• Les consignes:
a) Recopiez fidèlement le passage de l'extrait sur le budget du Québec qui commence par « Le ministre alloue » et se termine par « prédécesseur Raymond Bachand. ».
b) Rédigez la suite de l'extrait sur le budget du Québec, en reprenant juste après sa dernière phrase.
=== Extrait source ===
Le ministre alloue toutefois le gros de la petite manne fédérale (430 millions) en 2014-2015 au Fonds de financement des établissements de santé et des services sociaux (FINESSS), qui souffre d'un manque à gagner répété découlant de la réforme de la taxe sur la santé qu'avait mise en place son prédécesseur Raymond Bachand.

Le ministre fait le pari audacieux que ce sous-financement sera non récurrent, ce qui limite en théorie à 530 millions l'écart néanmoins considérable à résorber pour revenir enfin à l'équilibre budgétaire en 2015-2016. C'est la même année où il est prévu qu'Ottawa nagera dans les surplus.

Pour les deux prochains exercices, Québec projette une augmentation de ses revenus autonomes de 3,6 % et de 4,0 %, soit un dixième de plus que son hypothèse de croissance de la taille de l'économie exprimée en dollars courants (le produit intérieur brut nominal), qui reste le meilleur baromètre de l'assiette fiscale.

Cet écart est faible, selon l'expérience passée. Cette prudence s'impose sans doute, compte tenu des révisions que le ministre a dû faire depuis la présentation de son premier budget en novembre 2012.

Malgré le chèque additionnel d'environ un demi-milliard en péréquation, il est à noter que les paiements de transferts fédéraux diminuent de 1 % en 2014-2015 par rapport à ceux de l'exercice qui prend fin le 31 mars. L'année suivante, en revanche, ils augmenteront de 5,2 % pour atteindre 17,3 milliards.

Du côté des dépenses, à l'exclusion du service de la dette, le ministre table sur une augmentation de 2,5 % cette année, de 2,0 % en 2015-2016 et de 1,8 % seulement en 2016-2017. Fait à signaler, cette hausse postule qu'il n'y aura pas de contribution au FINESSS puisée à même les transferts fédéraux comme en 2014-2015.
=== Données fournies ===
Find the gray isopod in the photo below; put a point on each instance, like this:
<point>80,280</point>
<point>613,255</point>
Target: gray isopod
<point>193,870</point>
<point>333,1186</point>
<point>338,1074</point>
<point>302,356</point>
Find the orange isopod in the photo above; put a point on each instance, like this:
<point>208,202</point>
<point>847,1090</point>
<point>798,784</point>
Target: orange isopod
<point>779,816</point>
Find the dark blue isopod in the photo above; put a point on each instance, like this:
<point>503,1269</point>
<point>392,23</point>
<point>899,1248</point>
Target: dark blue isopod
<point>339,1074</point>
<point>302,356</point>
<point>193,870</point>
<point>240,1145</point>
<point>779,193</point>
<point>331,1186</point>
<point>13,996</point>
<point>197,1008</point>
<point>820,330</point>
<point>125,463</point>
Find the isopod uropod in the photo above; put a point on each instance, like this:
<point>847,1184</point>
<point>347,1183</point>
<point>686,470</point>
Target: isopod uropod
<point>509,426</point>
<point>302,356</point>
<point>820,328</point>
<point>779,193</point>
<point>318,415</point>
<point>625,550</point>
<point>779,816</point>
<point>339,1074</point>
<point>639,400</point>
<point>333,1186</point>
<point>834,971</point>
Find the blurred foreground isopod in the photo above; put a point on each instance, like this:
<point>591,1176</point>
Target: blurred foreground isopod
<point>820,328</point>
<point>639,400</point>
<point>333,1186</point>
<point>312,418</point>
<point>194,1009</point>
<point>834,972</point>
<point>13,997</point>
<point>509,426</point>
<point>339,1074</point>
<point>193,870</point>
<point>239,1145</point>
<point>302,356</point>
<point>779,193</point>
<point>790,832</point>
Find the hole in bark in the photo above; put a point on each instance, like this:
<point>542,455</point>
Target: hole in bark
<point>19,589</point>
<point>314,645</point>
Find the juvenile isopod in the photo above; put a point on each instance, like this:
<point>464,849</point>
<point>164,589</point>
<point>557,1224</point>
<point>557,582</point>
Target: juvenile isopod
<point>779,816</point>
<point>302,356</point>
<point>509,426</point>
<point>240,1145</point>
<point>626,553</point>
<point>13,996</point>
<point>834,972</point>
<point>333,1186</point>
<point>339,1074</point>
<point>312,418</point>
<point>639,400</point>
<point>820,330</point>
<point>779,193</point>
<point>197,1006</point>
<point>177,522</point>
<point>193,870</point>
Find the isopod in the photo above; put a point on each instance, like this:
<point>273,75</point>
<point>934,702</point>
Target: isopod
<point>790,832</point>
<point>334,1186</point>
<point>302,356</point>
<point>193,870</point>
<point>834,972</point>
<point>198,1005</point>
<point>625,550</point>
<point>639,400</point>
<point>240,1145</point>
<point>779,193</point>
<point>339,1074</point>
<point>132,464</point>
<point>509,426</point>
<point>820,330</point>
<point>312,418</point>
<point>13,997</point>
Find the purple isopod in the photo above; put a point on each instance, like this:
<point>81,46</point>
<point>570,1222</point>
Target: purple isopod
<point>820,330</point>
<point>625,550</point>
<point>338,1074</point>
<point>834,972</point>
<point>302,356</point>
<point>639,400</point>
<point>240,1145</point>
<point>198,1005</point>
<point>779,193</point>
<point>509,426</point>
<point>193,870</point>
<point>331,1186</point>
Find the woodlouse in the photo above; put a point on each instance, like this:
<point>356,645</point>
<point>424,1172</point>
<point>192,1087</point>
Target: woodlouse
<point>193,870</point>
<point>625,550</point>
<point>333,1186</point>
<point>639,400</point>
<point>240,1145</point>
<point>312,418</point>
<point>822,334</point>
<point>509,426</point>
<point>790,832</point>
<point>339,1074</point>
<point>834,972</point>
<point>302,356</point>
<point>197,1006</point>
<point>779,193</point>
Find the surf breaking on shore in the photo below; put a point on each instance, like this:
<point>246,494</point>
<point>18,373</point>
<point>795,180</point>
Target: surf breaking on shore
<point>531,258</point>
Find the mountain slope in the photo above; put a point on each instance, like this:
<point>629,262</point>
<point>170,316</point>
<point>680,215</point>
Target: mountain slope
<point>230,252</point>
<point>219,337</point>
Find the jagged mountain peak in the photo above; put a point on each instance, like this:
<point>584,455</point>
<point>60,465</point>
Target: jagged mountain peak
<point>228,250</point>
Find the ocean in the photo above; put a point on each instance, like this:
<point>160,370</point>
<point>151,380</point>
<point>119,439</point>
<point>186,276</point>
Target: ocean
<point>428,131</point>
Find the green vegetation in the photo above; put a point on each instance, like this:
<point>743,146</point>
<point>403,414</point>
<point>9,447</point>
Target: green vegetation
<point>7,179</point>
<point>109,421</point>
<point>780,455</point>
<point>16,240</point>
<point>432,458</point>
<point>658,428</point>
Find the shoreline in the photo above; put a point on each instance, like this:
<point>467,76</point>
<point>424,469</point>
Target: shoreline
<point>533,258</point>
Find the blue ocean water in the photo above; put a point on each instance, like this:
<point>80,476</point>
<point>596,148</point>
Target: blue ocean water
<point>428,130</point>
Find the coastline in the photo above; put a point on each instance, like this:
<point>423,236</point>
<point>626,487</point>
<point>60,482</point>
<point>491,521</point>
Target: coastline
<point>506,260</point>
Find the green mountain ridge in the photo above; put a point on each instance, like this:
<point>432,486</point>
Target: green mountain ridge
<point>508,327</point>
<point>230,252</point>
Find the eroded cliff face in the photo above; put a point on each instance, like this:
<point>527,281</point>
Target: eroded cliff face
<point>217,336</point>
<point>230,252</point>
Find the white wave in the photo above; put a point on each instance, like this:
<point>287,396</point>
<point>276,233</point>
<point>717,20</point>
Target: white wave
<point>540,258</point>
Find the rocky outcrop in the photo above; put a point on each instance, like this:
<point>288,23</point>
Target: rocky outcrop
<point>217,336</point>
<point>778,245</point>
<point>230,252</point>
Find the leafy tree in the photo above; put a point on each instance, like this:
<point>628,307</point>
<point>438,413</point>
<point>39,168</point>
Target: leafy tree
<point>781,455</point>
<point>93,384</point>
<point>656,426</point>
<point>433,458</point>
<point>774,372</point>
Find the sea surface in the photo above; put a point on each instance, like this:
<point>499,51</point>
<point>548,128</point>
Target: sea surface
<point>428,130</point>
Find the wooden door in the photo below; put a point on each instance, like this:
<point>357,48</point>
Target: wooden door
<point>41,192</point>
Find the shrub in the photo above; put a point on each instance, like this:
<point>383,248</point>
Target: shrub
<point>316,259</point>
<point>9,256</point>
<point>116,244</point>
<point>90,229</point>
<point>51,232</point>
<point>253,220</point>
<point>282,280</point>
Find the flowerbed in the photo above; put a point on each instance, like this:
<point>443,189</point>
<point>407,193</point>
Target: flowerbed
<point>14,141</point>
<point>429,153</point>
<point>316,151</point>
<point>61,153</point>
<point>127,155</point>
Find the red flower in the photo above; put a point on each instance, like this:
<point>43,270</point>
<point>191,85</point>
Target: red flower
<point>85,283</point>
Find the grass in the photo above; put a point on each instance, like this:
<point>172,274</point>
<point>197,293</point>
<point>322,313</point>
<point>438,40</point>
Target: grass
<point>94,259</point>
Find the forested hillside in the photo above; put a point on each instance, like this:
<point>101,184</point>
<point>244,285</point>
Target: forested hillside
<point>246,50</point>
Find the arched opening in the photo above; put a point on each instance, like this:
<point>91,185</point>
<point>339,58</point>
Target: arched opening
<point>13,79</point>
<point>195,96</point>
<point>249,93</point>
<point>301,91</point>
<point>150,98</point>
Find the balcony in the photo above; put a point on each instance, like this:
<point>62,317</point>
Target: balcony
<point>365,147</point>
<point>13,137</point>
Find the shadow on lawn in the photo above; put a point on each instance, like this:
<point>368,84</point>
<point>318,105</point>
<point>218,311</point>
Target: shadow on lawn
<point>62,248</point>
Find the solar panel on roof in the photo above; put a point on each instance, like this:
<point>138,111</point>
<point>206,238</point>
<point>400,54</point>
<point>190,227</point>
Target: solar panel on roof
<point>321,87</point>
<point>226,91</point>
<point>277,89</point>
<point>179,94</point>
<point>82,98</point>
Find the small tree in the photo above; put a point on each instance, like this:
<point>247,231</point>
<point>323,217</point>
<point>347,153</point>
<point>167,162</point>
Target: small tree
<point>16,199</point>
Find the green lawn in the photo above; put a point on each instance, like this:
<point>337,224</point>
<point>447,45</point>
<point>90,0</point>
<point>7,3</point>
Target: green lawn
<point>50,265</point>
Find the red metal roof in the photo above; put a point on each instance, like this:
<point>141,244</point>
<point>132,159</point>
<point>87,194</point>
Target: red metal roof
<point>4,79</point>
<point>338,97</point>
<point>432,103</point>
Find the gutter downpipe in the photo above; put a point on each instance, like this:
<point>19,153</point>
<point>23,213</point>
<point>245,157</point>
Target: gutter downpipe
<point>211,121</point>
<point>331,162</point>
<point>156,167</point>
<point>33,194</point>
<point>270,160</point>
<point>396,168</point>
===
• Réponses de l'exercice:
a)
Le ministre alloue toutefois le gros de la petite manne fédérale (430 millions) en 2014-2015 au Fonds de financement des établissements de santé et des services sociaux (FINESSS), qui souffre d'un manque à gagner répété découlant de la réforme de la taxe sur la santé qu'avait mise en place son prédécesseur Raymond Bachand.

b)
En ce qui concerne le service de la dette, il augmente de 1,1 % seulement en 2014-2015, même si les emprunts accumulés augmentent de près de 7 milliards.

Ces emprunts gonfleront d'autant en 2015 pour atteindre 205,6 milliards, ce qui correspondra à 54,4 % de la taille de l'économie estimée. C'est de loin la dette brute la plus lourde au Canada. Ce n'est qu'à partir de 2016 que son poids relatif diminuera légèrement, selon le plan budgétaire.

Si le service de la dette n'augmente pas davantage en 2014-2015 et en 2015-2016, c'est en raison d'une diminution de 239 millions des intérêts sur le passif des régimes de retraite dont la solvabilité s'est nettement améliorée en 2013.

Les besoins d'emprunts pour le prochain exercice sont fixés à 15,4 milliards, compte tenu des 4,4 milliards déjà récoltés en préfinancement.

Si le plan budgétaire était respecté en substance, les besoins d'emprunts seraient un peu moins élevés pour les deux années suivantes, malgré l'augmentation continue de la dette.